> _REQUIRED WORK_
Format the items below as a numbered list, omitting blank lines and leaving the pictures out of your answer.

═════ DATA EXTRACT

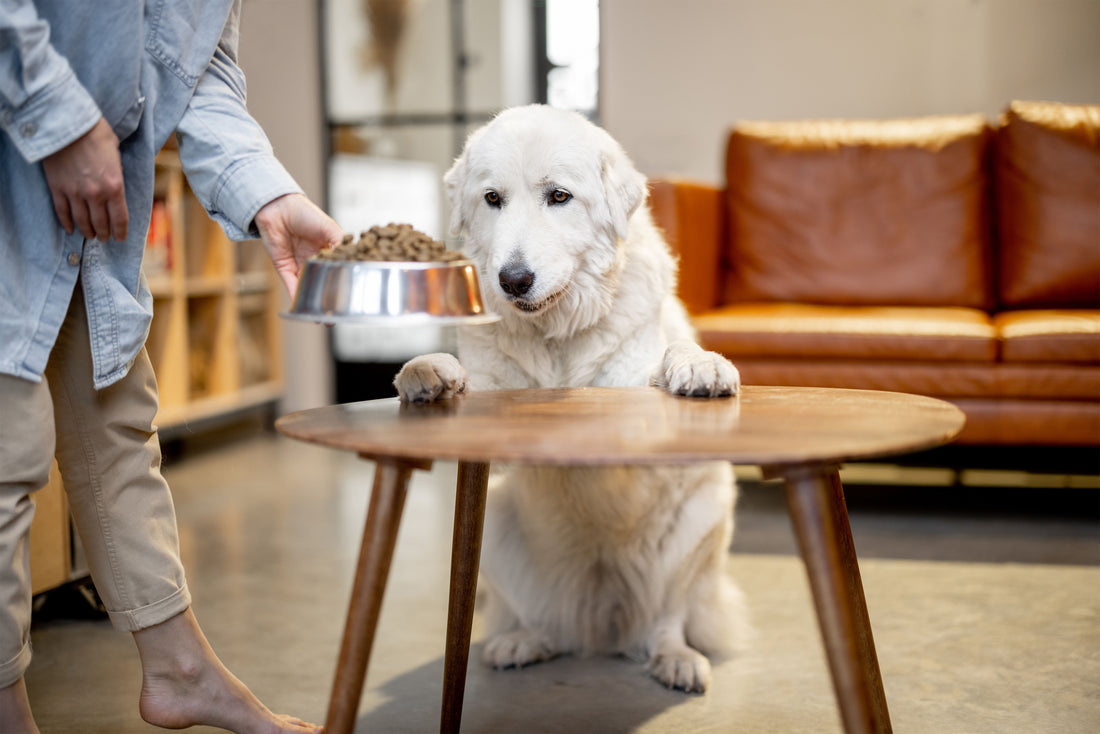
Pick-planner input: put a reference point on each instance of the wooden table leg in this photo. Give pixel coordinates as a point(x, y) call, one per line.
point(380, 536)
point(821, 523)
point(465, 556)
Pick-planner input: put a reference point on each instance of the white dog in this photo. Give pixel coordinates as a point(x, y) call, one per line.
point(627, 560)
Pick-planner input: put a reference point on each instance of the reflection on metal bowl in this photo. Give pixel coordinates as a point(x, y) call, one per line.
point(386, 293)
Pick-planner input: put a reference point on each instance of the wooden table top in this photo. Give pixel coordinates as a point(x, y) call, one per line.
point(636, 425)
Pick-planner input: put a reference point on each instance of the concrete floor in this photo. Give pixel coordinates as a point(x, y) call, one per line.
point(985, 603)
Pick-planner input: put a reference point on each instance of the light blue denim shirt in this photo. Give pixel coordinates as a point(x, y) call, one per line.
point(150, 68)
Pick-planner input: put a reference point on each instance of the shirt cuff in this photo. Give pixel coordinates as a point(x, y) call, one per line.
point(244, 188)
point(52, 119)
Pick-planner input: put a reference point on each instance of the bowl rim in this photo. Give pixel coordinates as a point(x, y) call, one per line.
point(391, 264)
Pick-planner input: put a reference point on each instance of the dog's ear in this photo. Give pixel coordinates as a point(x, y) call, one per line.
point(624, 188)
point(454, 183)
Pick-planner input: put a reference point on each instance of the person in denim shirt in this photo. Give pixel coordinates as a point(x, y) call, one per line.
point(89, 92)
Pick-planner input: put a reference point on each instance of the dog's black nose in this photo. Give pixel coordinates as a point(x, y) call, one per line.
point(516, 280)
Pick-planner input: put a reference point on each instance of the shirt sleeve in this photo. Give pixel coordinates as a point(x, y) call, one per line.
point(43, 106)
point(229, 162)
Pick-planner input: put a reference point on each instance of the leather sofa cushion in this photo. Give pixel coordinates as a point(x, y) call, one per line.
point(1047, 175)
point(868, 332)
point(1070, 337)
point(860, 212)
point(941, 380)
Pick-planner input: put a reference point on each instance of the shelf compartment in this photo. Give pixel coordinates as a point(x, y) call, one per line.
point(211, 336)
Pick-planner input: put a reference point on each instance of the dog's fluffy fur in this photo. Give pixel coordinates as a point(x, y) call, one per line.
point(627, 560)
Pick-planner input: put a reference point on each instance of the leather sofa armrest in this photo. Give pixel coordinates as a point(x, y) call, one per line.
point(693, 218)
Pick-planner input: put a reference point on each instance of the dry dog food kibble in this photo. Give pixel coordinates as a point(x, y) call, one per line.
point(396, 242)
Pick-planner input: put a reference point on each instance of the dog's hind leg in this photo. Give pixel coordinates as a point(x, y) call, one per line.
point(518, 648)
point(675, 664)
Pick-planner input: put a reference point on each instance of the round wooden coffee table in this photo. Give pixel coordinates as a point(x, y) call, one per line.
point(800, 435)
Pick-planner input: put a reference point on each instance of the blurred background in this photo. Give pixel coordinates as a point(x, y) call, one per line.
point(369, 101)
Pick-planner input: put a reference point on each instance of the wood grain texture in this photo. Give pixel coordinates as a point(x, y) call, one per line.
point(636, 425)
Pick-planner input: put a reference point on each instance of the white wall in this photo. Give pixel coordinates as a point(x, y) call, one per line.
point(675, 75)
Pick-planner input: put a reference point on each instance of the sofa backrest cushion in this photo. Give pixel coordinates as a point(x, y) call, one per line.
point(1047, 179)
point(860, 211)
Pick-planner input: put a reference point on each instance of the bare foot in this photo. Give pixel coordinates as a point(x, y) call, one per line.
point(15, 715)
point(184, 683)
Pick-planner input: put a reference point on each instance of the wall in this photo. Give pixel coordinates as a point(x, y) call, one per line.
point(279, 56)
point(674, 75)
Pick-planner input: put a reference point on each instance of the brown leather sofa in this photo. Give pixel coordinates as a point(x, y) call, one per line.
point(942, 255)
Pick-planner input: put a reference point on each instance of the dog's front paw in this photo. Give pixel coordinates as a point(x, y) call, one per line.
point(682, 668)
point(515, 649)
point(689, 370)
point(430, 378)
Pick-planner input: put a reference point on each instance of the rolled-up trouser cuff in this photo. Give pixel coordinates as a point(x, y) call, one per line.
point(152, 614)
point(13, 669)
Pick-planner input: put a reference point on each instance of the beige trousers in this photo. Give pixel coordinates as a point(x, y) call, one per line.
point(109, 457)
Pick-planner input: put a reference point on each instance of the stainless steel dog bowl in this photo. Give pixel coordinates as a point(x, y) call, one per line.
point(388, 293)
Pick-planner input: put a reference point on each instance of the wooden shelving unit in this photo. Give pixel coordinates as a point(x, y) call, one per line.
point(216, 342)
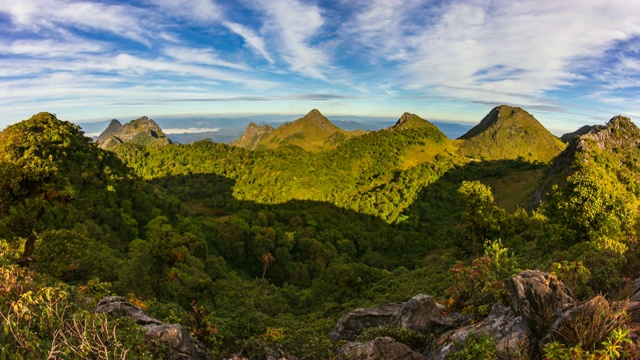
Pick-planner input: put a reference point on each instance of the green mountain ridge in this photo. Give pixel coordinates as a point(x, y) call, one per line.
point(252, 249)
point(140, 131)
point(508, 133)
point(312, 132)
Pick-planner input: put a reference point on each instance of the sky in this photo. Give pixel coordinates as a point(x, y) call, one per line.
point(569, 63)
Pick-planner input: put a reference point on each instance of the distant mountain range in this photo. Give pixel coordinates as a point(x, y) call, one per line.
point(187, 129)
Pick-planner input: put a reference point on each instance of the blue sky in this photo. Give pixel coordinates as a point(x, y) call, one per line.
point(567, 62)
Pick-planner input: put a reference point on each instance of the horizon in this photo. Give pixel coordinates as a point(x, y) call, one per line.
point(569, 64)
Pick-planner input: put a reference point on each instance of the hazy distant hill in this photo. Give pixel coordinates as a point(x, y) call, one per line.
point(141, 131)
point(312, 132)
point(510, 133)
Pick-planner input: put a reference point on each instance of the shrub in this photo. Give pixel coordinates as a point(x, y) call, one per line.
point(616, 346)
point(590, 324)
point(480, 285)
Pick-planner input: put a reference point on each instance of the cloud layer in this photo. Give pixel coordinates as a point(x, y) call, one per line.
point(569, 60)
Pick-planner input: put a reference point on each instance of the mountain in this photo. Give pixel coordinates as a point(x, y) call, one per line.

══════════

> _TASK SOLUTION_
1. Pick-planner input: put a reference point on each instance of the wooden table leg in this photo. Give pixel coordinates as a point(x, y) call, one per line.
2. point(380, 536)
3. point(821, 523)
4. point(465, 556)
5. Pick-planner input: put a reference point on each instance of the white dog in this photo. Give pixel coordinates as a point(x, y) call, one per line.
6. point(627, 560)
7. Pick-planner input: put a reference point on each instance of the reflection on metal bowl in this photo. Give pixel coordinates as a point(x, y) call, one per line.
8. point(386, 293)
9. Pick-planner input: put a reference point on each instance of the wooden table top in this photo. Give pixel coordinates as a point(x, y) call, one per line.
10. point(636, 425)
11. Pick-planner input: put a reference point on each instance of the concrete floor in this photo. Give pixel coordinates as a point(x, y) call, one per line.
12. point(985, 603)
13. Pick-planner input: put a reference point on each instance of the light blue denim shirt in this photo. Give pixel coordinates as a point(x, y) call, one per line.
14. point(150, 68)
15. Pick-planner input: put a reference point on each instance of the shirt cuff in this photo. Give pixel coordinates as a point(x, y) call, one per line.
16. point(244, 188)
17. point(52, 119)
18. Pick-planner input: put a reference point on each instance of the bowl rim in this photo. Give pixel coordinates as a point(x, y) call, one per line.
19. point(391, 264)
20. Pick-planner input: put a reference point on each instance of the dog's ear in this photo. Give pixel coordinates as a point(x, y) call, one per line.
21. point(624, 188)
22. point(454, 183)
23. Pick-planner input: put a reference point on each instance of the person in denim shirt in this photo. Give pixel coordinates as a point(x, y) call, one per line.
24. point(89, 92)
25. Pick-planner input: put a reference point on each instance of the dog's black nose in this photo. Give pixel coordinates as a point(x, y) call, one per line.
26. point(516, 280)
27. Pick-planner input: put a reference point on each instance of the shirt sleeve in this photo. Give pixel coordinates as a point(x, y) call, one per line.
28. point(43, 106)
29. point(229, 162)
30. Pick-planner input: put a reference point on each instance of the leather sofa cushion in this photo. Give pixel coordinates as a point(x, y) call, one per line.
31. point(1047, 175)
32. point(868, 332)
33. point(1070, 337)
34. point(860, 212)
35. point(941, 380)
36. Pick-planner input: put a reference point on each instance of the shelf compartment in this photo. Give pixel coordinates as a point(x, y) call, one per line.
37. point(211, 336)
38. Pick-planner input: put a reference point on each instance of the dog's fluffy fur in this photo. Give pixel coordinates as a point(x, y) call, one per line.
39. point(627, 560)
40. Pick-planner input: put a reference point on each instance of the leather sofa armrest in this photo. Give pixel coordinates as a point(x, y) call, one per line.
41. point(693, 218)
42. Pick-planner input: put a reference point on each instance of the dry dog food kibble in this photo. Give pixel coordinates as a point(x, y) call, one per line.
43. point(396, 242)
44. Pick-planner input: put a reference point on each instance of the dog's hind leg in this photo. Give pixel coordinates as a point(x, y) call, one per line.
45. point(518, 648)
46. point(675, 664)
47. Pick-planner input: put a reference point on each instance of the round wooden coffee table in this photo. Give pixel coordinates as a point(x, y) call, one per line.
48. point(800, 435)
49. Pick-planner input: put a reference point on each instance of the blurred background in this photo. Give pixel coordinates as a point(x, y) call, one per line.
50. point(369, 101)
51. Pick-planner input: put a reference point on each instance of the wood grain texture in this photo. Give pixel coordinates as a point(x, y) call, one per line.
52. point(636, 425)
53. Pick-planner input: put a reference point on each instance of the white wall in this photo. Give pixel coordinates as a point(x, y) call, one per line.
54. point(675, 75)
55. Pick-planner input: put a reference point on each instance of the sofa backrest cushion in this photo. Give pixel coordinates as a point(x, y) call, one per line.
56. point(1047, 179)
57. point(860, 211)
58. Pick-planner input: put a reference point on each instance of the bare foot in this photo. Give pixel coordinates as a point(x, y) call, one per line.
59. point(15, 715)
60. point(184, 683)
61. Pick-planner input: put a reference point on each instance of the wall in this photo. Give pixel coordinates as a point(x, y) call, one per line.
62. point(279, 56)
63. point(674, 75)
64. Pick-planner input: put a reference point on each instance of the brown leather sofa in this photo. Give pixel coordinates as a point(x, y) call, one per line.
65. point(942, 255)
66. Pick-planner input: put a reference point on each instance of the dog's front paw in this photo. Give pixel coordinates as a point(x, y) call, one per line.
67. point(682, 668)
68. point(515, 649)
69. point(689, 370)
70. point(430, 378)
71. Pick-planner input: put a reference point on each instance of the rolled-up trouser cuff in this photo. Give pixel coordinates as a point(x, y) call, one per line.
72. point(152, 614)
73. point(13, 669)
74. Pick-planner input: put a reference point on each instance of the beige trousers in this photo. Give pixel coordinates as a point(x, y) call, one per line.
75. point(109, 457)
76. Pick-planner input: put a reference point on each instance of the stainless steel dog bowl in this photo. Give pixel coordinates as a point(x, y) call, one per line.
77. point(388, 293)
78. Pick-planner input: put a reference point on each instance of the wooden shelving unit in this photo. Give pixel coordinates as a point(x, y) call, one per line.
79. point(216, 342)
80. Pick-planner input: put a reference point on each instance of the green mountain ridge in this photo. Give pixel coordinates as a point(x, y) call, one per line.
81. point(252, 249)
82. point(140, 131)
83. point(508, 133)
84. point(312, 132)
85. Pick-planner input: put a reference point on each instance of the sky in this photo. Give pixel coordinates as a point(x, y) call, one per line.
86. point(569, 63)
87. Pick-planner input: put a reference point on each instance of the distant mountain range in this photo. Give pixel coordinates as a point(x, y) call, one per line.
88. point(187, 129)
89. Pick-planner input: put a reference point on each instance of the blue sky in this photo. Give pixel coordinates as a point(x, y) call, one per line.
90. point(567, 62)
91. Pick-planner input: put a reference point on each instance of the horizon in this photo. Give pixel coordinates as a point(x, y) call, one per line.
92. point(569, 64)
93. Pick-planner input: put a reference point on each instance of the hazy distant hill in this photo. Give pixel coordinates as a point(x, y) call, one per line.
94. point(141, 131)
95. point(312, 132)
96. point(510, 133)
97. Pick-planner input: put a reference point on each instance of the shrub in this photo. Give pixel coordinates as a point(x, y) call, one per line.
98. point(616, 346)
99. point(590, 324)
100. point(480, 285)
101. Pick-planner input: put a reference point on each instance of the cloud layer in this photo. Give pixel coordinates as a point(x, y) call, one per line.
102. point(569, 60)
103. Pick-planner input: put a reference point on each instance of the mountain in this photo. Give pixel coordinates as a point(x, y) call, one per line.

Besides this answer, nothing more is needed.